- **Short exercise**: Return each line of the entries below verbatim, omitting the pictures.

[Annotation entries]
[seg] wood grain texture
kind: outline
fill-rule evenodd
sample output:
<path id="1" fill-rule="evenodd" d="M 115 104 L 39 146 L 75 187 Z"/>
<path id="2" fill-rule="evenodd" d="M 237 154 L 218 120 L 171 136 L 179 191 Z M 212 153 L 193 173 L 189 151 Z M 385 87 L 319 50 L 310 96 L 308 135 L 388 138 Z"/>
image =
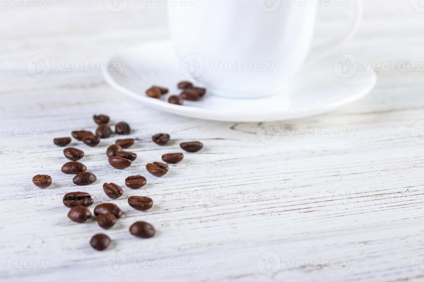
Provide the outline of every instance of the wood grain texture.
<path id="1" fill-rule="evenodd" d="M 409 2 L 367 1 L 357 35 L 335 57 L 424 61 L 424 13 Z M 55 69 L 39 79 L 28 75 L 27 62 L 38 53 L 102 62 L 117 50 L 168 36 L 164 7 L 129 3 L 118 13 L 101 1 L 81 0 L 52 0 L 45 9 L 0 9 L 0 280 L 424 279 L 418 263 L 424 261 L 424 141 L 414 135 L 424 125 L 424 72 L 379 72 L 375 89 L 360 100 L 325 115 L 259 124 L 159 112 L 123 97 L 98 72 Z M 327 12 L 318 28 L 328 32 L 320 36 L 335 32 L 331 27 L 343 19 Z M 73 130 L 95 130 L 92 116 L 100 113 L 131 125 L 131 136 L 140 140 L 128 149 L 138 157 L 117 170 L 105 154 L 114 139 L 94 148 L 74 140 L 70 146 L 84 151 L 81 161 L 98 177 L 77 186 L 73 175 L 61 172 L 67 160 L 52 141 Z M 327 130 L 332 135 L 323 136 Z M 165 146 L 151 141 L 159 131 L 171 133 Z M 179 142 L 192 140 L 204 149 L 185 154 L 162 177 L 147 172 L 147 163 L 180 152 Z M 50 175 L 52 185 L 34 186 L 31 180 L 38 174 Z M 125 186 L 125 178 L 135 174 L 148 184 Z M 108 199 L 105 182 L 120 185 L 124 195 Z M 61 199 L 78 191 L 92 195 L 92 212 L 111 202 L 124 216 L 108 230 L 94 217 L 71 221 Z M 151 197 L 153 207 L 131 208 L 132 195 Z M 132 236 L 128 229 L 139 220 L 154 225 L 156 235 Z M 100 232 L 113 241 L 103 252 L 89 245 Z"/>

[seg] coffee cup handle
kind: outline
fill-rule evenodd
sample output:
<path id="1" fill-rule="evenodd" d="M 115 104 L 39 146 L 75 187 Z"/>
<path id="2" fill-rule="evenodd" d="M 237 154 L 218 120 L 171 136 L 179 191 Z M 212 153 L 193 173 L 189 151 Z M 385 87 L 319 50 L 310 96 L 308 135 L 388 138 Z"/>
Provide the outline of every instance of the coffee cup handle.
<path id="1" fill-rule="evenodd" d="M 305 66 L 312 64 L 329 55 L 352 39 L 357 31 L 362 19 L 363 3 L 363 0 L 355 1 L 354 17 L 349 26 L 344 32 L 332 39 L 330 42 L 313 49 L 306 59 Z"/>

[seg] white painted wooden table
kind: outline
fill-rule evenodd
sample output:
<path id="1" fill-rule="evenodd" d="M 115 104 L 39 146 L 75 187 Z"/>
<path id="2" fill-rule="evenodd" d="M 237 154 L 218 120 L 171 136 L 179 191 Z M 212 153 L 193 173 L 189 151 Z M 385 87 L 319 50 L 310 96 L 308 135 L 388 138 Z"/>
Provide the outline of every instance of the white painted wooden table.
<path id="1" fill-rule="evenodd" d="M 409 2 L 367 1 L 359 32 L 335 55 L 419 66 L 424 13 Z M 163 6 L 128 1 L 114 13 L 101 1 L 50 0 L 44 9 L 35 6 L 41 2 L 1 3 L 0 281 L 424 279 L 422 69 L 378 72 L 375 89 L 360 100 L 273 127 L 193 119 L 122 97 L 99 72 L 52 68 L 36 79 L 27 70 L 38 54 L 72 65 L 100 63 L 122 48 L 166 38 Z M 335 32 L 343 17 L 334 14 L 321 17 L 318 34 Z M 98 177 L 77 187 L 60 172 L 66 160 L 52 141 L 73 130 L 94 130 L 92 116 L 100 113 L 138 130 L 142 140 L 131 150 L 138 157 L 117 171 L 105 158 L 107 142 L 91 148 L 73 141 Z M 262 127 L 275 130 L 271 141 Z M 167 145 L 150 141 L 154 130 L 172 130 L 178 134 Z M 331 135 L 323 136 L 327 131 Z M 165 177 L 145 171 L 147 162 L 196 138 L 204 149 L 186 154 Z M 48 188 L 32 184 L 40 173 L 53 179 Z M 123 185 L 135 174 L 147 177 L 145 186 L 123 186 L 123 196 L 108 199 L 103 183 Z M 71 221 L 61 198 L 76 191 L 92 194 L 92 211 L 113 202 L 124 216 L 106 231 L 94 218 Z M 126 203 L 131 195 L 151 197 L 153 207 L 133 209 Z M 153 224 L 156 235 L 131 235 L 128 228 L 138 220 Z M 89 242 L 102 232 L 113 243 L 99 252 Z"/>

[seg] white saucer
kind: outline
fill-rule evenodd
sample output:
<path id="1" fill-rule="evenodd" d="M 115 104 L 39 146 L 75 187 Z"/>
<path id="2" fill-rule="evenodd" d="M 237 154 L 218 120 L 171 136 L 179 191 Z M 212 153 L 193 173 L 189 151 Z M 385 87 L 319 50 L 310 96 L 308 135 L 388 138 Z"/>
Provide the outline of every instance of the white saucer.
<path id="1" fill-rule="evenodd" d="M 173 50 L 172 43 L 167 41 L 123 50 L 109 60 L 109 70 L 103 74 L 111 85 L 144 105 L 181 116 L 232 122 L 282 120 L 323 113 L 365 95 L 376 81 L 374 71 L 367 71 L 359 65 L 352 77 L 342 78 L 343 75 L 338 76 L 335 71 L 334 59 L 329 58 L 296 75 L 288 90 L 289 102 L 278 94 L 237 99 L 207 93 L 200 101 L 184 101 L 184 105 L 180 106 L 167 102 L 167 97 L 181 92 L 176 87 L 178 82 L 190 80 L 180 72 L 180 62 Z M 117 71 L 116 63 L 126 64 L 122 73 Z M 145 91 L 152 85 L 167 87 L 170 93 L 161 99 L 148 97 Z"/>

- **Completed task**:
[seg] wood grain texture
kind: outline
fill-rule evenodd
sample output:
<path id="1" fill-rule="evenodd" d="M 115 104 L 39 146 L 75 187 Z"/>
<path id="2" fill-rule="evenodd" d="M 237 154 L 218 120 L 171 136 L 179 191 Z M 212 153 L 193 173 L 189 151 Z M 385 87 L 319 50 L 310 96 L 308 135 L 388 138 Z"/>
image =
Provide the outline of every instance of the wood grain texture.
<path id="1" fill-rule="evenodd" d="M 409 2 L 367 1 L 357 35 L 335 57 L 424 61 L 424 13 Z M 55 69 L 39 79 L 28 75 L 27 62 L 38 53 L 102 62 L 117 50 L 168 36 L 164 7 L 129 3 L 118 13 L 101 1 L 81 0 L 52 0 L 45 9 L 0 9 L 0 280 L 424 279 L 418 263 L 424 261 L 424 141 L 414 135 L 424 125 L 424 72 L 379 72 L 375 89 L 360 100 L 325 115 L 259 124 L 159 112 L 123 97 L 98 72 Z M 327 12 L 318 28 L 328 32 L 320 36 L 335 32 L 331 27 L 343 19 Z M 73 130 L 95 130 L 92 116 L 100 113 L 131 125 L 131 136 L 140 140 L 128 149 L 138 157 L 117 170 L 105 154 L 114 139 L 94 148 L 74 140 L 70 146 L 84 151 L 81 161 L 98 177 L 77 186 L 73 175 L 61 172 L 67 160 L 52 141 Z M 327 130 L 332 135 L 323 136 Z M 165 146 L 151 141 L 159 131 L 171 133 Z M 179 142 L 192 140 L 204 149 L 185 154 L 162 177 L 147 172 L 147 163 L 180 152 Z M 50 175 L 52 185 L 34 186 L 31 180 L 38 174 Z M 125 186 L 125 178 L 135 174 L 148 184 Z M 108 199 L 105 182 L 120 185 L 124 195 Z M 61 199 L 78 191 L 92 195 L 92 212 L 111 202 L 124 216 L 108 230 L 94 217 L 71 221 Z M 151 197 L 153 207 L 131 208 L 132 195 Z M 132 236 L 128 229 L 139 220 L 154 225 L 156 235 Z M 100 232 L 113 241 L 103 252 L 89 245 Z"/>

[seg] coffee cup handle
kind: outline
fill-rule evenodd
sample output:
<path id="1" fill-rule="evenodd" d="M 115 104 L 39 146 L 75 187 Z"/>
<path id="2" fill-rule="evenodd" d="M 237 154 L 218 120 L 171 136 L 179 191 Z M 212 153 L 193 173 L 189 151 Z M 385 87 L 319 50 L 310 96 L 308 135 L 388 138 Z"/>
Provide the outline of every instance of the coffee cup handle.
<path id="1" fill-rule="evenodd" d="M 305 66 L 312 64 L 329 55 L 352 39 L 357 31 L 362 19 L 363 3 L 363 0 L 355 1 L 354 17 L 349 26 L 344 32 L 332 39 L 330 42 L 313 49 L 306 59 Z"/>

[seg] white painted wooden table
kind: outline
fill-rule evenodd
sample output:
<path id="1" fill-rule="evenodd" d="M 115 104 L 39 146 L 75 187 Z"/>
<path id="2" fill-rule="evenodd" d="M 237 154 L 218 120 L 171 136 L 179 191 Z M 212 153 L 193 173 L 189 151 Z M 385 87 L 319 50 L 310 96 L 308 135 L 388 138 Z"/>
Provide the outline of every instance of the white painted wooden table.
<path id="1" fill-rule="evenodd" d="M 409 2 L 367 1 L 359 32 L 335 55 L 419 66 L 424 13 Z M 163 6 L 128 1 L 114 13 L 101 1 L 50 0 L 44 9 L 35 6 L 41 2 L 1 3 L 0 281 L 424 279 L 422 69 L 378 72 L 375 89 L 360 100 L 273 127 L 193 119 L 122 97 L 99 72 L 52 68 L 36 79 L 27 70 L 38 54 L 72 65 L 100 63 L 122 48 L 166 38 Z M 335 32 L 343 17 L 334 14 L 321 17 L 318 34 Z M 98 177 L 77 187 L 60 172 L 66 160 L 52 141 L 73 130 L 94 130 L 92 116 L 100 113 L 138 130 L 142 140 L 131 150 L 138 157 L 117 171 L 105 158 L 107 142 L 91 148 L 73 141 Z M 262 127 L 275 130 L 271 141 Z M 167 145 L 150 141 L 154 130 L 172 130 L 178 134 Z M 331 135 L 323 136 L 327 131 Z M 165 177 L 145 171 L 147 162 L 196 138 L 204 149 L 186 154 Z M 48 188 L 32 184 L 40 173 L 53 179 Z M 123 185 L 135 174 L 147 177 L 145 186 L 123 186 L 123 196 L 108 199 L 103 183 Z M 71 221 L 61 198 L 76 191 L 92 194 L 92 211 L 113 202 L 124 216 L 106 231 L 94 218 Z M 126 203 L 131 195 L 151 197 L 153 207 L 133 209 Z M 153 224 L 156 235 L 131 235 L 128 228 L 138 220 Z M 89 242 L 102 232 L 113 243 L 99 252 Z"/>

[seg] white saucer
kind: outline
fill-rule evenodd
sample output:
<path id="1" fill-rule="evenodd" d="M 115 104 L 39 146 L 75 187 Z"/>
<path id="2" fill-rule="evenodd" d="M 237 154 L 218 120 L 171 136 L 179 191 Z M 212 153 L 193 173 L 189 151 Z M 385 87 L 319 50 L 310 96 L 308 135 L 388 138 Z"/>
Provide the outline of every instance of the white saucer.
<path id="1" fill-rule="evenodd" d="M 173 50 L 172 43 L 167 41 L 123 50 L 109 60 L 109 70 L 103 74 L 111 85 L 144 105 L 181 116 L 232 122 L 282 120 L 323 113 L 365 95 L 376 81 L 374 71 L 367 71 L 359 65 L 352 77 L 342 78 L 343 75 L 338 76 L 335 71 L 334 59 L 329 58 L 296 75 L 288 90 L 289 102 L 278 94 L 237 99 L 207 93 L 200 101 L 184 101 L 184 105 L 180 106 L 167 102 L 167 97 L 181 92 L 176 87 L 178 82 L 190 80 L 180 72 L 180 62 Z M 117 71 L 116 63 L 126 64 L 122 73 Z M 145 91 L 152 85 L 167 87 L 170 93 L 161 99 L 148 97 Z"/>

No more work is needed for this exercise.